If the world wants to continue consuming more fossil fuels, it has to be willing to accept the risks of more oil spills, a Texas geoscientist and oil industry expert warns.
"Ultimate responsibilities for oil spills lie within a mix of competing demands and expectations -- a mix far more complicated than most people are aware of or are willing to consider," said W.C. "Rusty" Riese, a Houston-based geoscientist and petroleum industry expert who will give a free public lecture at the University of Nebraska-Lincoln's Hardin Hall at 7 p.m. on Wednesday, Nov. 9.
Riese has taught at Houston's Rice University for more than 25 years, writing and lecturing extensively on such topics as economic geology, biogeochemistry, uranium ore deposits and coalbed methane petroleum systems. He holds numerous domestic and international patents from nearly 40 years of working in the mineral and petroleum industries. He is currently an adjunct professor at Rice University, as well as at Colorado State University and the University of New Mexico, where he sits on the Caswell Silver Endowment advisory board.
"In light of interest in and controversies surrounding the possibility for transporting oil-bearing tar sands across Nebraska, we feel very fortunate to be able to offer a speaker of Risee's expertise and experience on this topic," said UNL soil scientist and Conservation and Survey Division director Mark Kuzila.
"Corporations supplying (oil) energy have been pressed into increasingly challenging environments to meet demands for inexpensive energy. Unfortunately, as we are reminded by the Gulf of Mexico Deepwater Horizon incident, accidents can happen, the environment can be damaged, and people can lose their lives when we operate at the leading edges of technology," Riese said.
What will continue to drive consumption of fossil fuels will be the conflict between developing nations wanting more of the world's resources and "groups worried that continued dependence on fossil fuels may cause runaway global warming and climate change that could destroy earth's ecosystems," Riese said
Hardin Hall, where the lecture will be held, is on UNL's East Campus at the intersection of North 33rd and Holdrege streets.
UNL's Conservation and Survey Division, which is part of the School of Natural Resources and Institute of Agriculture and Natural Resources, is sponsoring Riese's lecture.

- _Things to do_
[a] Answer each question from the article about Riese's lecture:
(i) At what time and on what date will the lecture be given?
(ii) Which incident does Riese name as a reminder that accidents can happen?
(iii) Which part of UNL is sponsoring the lecture?
[b] Repeat the stretch of the article about Riese's lecture from "If the world" through "industry expert warns.".
The records have nothing to do with the article.

- _Record extracts_
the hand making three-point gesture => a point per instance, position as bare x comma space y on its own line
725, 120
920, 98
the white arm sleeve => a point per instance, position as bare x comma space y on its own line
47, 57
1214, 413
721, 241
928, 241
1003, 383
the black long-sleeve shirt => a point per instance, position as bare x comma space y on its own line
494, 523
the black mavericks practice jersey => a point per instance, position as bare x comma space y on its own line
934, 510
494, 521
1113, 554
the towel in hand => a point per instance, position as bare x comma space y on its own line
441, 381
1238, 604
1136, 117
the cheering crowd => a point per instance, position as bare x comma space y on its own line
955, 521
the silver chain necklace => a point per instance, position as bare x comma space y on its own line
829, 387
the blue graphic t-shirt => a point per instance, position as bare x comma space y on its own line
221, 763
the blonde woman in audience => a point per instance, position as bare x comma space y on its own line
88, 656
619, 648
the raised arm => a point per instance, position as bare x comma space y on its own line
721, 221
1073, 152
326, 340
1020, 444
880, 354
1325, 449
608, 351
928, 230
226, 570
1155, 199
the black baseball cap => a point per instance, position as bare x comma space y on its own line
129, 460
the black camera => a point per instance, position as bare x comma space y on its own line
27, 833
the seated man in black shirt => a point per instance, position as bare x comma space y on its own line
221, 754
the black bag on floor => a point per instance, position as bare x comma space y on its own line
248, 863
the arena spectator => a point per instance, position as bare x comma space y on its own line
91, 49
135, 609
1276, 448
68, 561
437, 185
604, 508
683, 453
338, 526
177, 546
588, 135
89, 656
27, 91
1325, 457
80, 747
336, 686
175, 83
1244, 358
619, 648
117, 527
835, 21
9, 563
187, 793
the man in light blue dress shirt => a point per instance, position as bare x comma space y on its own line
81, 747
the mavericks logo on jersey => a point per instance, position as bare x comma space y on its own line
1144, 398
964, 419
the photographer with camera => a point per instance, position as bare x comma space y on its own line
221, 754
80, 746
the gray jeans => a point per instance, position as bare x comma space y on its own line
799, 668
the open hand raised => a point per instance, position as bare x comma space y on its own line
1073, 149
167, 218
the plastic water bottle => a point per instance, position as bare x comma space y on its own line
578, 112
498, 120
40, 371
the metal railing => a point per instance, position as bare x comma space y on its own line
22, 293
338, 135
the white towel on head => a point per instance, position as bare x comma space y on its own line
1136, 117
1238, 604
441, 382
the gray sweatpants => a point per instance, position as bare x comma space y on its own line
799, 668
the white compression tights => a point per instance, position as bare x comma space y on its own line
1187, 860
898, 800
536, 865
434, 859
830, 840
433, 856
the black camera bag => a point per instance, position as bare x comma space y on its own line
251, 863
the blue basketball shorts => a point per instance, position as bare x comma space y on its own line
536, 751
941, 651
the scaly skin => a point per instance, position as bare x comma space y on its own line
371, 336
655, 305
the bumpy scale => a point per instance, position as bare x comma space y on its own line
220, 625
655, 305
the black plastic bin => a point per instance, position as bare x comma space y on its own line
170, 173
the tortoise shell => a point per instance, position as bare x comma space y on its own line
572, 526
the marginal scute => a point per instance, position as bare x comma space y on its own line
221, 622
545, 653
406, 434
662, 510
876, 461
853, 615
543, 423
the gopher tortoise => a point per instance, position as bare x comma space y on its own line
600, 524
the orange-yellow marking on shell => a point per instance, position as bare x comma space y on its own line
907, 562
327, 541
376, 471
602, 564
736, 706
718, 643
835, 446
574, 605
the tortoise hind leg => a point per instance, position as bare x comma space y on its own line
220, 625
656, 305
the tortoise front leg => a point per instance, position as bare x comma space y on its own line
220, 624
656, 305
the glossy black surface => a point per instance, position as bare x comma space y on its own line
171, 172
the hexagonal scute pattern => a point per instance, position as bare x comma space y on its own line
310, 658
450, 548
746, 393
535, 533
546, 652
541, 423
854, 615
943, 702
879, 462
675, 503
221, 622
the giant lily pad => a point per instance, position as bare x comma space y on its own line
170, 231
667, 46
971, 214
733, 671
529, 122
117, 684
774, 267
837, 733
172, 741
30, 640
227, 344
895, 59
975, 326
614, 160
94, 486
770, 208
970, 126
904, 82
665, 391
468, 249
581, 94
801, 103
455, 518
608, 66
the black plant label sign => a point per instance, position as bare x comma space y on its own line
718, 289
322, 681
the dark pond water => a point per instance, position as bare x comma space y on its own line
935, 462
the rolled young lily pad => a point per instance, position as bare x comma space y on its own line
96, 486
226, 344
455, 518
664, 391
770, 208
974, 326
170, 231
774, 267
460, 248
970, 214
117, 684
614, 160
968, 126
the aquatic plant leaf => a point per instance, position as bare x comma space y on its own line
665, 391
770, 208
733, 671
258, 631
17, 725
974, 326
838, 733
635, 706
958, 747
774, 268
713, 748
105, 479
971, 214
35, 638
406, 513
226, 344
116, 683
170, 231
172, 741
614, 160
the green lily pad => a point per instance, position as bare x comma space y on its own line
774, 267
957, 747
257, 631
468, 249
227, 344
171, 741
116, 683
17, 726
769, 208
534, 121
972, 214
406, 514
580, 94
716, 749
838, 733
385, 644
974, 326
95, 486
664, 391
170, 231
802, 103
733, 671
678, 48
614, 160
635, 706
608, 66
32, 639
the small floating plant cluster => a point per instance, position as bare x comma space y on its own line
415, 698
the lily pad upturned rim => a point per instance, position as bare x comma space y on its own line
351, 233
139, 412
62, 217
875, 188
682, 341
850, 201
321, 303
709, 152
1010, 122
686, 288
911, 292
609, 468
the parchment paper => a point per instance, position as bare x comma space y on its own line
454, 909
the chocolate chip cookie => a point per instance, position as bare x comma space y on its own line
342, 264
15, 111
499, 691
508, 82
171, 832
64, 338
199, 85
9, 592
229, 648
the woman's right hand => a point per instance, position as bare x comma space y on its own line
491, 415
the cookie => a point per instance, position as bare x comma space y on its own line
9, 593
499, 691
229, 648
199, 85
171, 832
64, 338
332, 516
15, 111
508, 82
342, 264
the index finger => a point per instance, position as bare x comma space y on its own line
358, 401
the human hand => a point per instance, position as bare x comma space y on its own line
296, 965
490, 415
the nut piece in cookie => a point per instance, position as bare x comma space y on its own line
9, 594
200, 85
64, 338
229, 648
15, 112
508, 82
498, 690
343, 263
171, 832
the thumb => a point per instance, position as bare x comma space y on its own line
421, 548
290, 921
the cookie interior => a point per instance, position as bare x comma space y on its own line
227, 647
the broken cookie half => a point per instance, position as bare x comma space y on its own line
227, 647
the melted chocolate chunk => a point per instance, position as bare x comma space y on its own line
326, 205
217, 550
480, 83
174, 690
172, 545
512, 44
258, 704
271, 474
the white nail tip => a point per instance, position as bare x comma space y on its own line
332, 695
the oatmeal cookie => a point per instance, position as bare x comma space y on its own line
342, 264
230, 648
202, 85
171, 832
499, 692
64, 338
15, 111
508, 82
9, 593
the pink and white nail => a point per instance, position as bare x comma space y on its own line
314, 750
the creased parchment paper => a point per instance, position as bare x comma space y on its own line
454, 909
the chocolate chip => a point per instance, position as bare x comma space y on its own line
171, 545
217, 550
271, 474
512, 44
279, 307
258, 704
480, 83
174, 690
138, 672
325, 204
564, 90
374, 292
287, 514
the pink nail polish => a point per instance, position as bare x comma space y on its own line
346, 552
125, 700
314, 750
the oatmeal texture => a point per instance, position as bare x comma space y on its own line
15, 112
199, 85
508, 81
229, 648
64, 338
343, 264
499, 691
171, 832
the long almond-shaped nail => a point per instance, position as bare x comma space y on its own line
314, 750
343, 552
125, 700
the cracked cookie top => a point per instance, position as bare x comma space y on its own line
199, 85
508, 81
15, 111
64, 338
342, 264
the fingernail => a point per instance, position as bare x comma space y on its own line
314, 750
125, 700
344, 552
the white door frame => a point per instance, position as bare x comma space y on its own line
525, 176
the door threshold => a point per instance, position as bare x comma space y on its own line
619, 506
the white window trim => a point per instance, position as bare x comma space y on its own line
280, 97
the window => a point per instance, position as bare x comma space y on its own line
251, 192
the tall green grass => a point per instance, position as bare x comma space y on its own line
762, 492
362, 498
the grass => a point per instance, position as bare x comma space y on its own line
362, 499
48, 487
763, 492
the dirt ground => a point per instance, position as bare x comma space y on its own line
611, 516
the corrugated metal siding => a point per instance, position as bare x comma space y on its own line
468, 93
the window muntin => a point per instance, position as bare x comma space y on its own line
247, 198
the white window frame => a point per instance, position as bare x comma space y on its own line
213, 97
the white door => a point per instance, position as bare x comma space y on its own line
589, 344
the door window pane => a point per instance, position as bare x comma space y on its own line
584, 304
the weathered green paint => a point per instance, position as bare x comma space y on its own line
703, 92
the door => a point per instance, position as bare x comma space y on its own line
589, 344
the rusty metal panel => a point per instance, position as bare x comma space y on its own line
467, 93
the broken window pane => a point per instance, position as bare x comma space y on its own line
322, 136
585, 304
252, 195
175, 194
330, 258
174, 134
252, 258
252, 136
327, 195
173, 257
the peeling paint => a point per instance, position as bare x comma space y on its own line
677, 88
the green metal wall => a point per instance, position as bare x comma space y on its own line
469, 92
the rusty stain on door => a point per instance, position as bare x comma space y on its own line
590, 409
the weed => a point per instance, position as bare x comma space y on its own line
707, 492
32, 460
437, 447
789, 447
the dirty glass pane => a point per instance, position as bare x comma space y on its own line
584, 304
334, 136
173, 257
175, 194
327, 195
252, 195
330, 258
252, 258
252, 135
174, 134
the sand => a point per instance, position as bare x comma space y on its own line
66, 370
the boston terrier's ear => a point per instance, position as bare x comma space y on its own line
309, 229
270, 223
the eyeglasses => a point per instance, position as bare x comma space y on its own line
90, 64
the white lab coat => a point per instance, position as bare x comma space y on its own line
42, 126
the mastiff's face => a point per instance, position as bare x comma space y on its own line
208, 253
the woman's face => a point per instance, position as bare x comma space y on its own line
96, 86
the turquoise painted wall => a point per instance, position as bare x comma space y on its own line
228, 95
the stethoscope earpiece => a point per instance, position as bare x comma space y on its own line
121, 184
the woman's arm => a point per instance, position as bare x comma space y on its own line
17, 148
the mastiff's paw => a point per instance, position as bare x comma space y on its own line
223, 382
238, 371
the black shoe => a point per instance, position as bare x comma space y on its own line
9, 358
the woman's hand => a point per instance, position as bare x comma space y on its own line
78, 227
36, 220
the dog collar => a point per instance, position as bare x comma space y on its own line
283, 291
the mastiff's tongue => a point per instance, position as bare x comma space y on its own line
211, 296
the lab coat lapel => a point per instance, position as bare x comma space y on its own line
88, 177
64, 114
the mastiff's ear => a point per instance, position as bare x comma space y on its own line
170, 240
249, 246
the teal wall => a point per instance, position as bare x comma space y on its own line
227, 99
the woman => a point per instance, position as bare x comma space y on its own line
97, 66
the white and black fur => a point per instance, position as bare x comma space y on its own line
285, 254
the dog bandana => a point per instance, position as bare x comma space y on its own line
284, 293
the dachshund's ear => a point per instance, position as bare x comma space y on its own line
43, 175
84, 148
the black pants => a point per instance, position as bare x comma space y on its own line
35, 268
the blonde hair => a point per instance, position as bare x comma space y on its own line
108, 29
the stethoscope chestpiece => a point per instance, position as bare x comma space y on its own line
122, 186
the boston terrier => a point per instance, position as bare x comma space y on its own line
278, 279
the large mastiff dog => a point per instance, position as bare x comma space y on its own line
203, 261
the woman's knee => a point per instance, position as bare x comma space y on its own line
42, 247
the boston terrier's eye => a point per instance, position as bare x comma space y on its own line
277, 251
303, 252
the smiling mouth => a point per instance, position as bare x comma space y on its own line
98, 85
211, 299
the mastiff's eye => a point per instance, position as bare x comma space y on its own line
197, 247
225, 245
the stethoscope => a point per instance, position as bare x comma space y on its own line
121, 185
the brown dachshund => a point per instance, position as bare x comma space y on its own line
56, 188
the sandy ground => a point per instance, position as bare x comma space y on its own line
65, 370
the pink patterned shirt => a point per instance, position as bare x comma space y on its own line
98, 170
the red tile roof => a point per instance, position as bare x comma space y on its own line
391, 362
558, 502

- _Solution list_
[a]
(i) At 7 p.m. on Wednesday, Nov. 9.
(ii) The Gulf of Mexico Deepwater Horizon incident.
(iii) UNL's Conservation and Survey Division.

[b]
If the world wants to continue consuming more fossil fuels, it has to be willing to accept the risks of more oil spills, a Texas geoscientist and oil industry expert warns.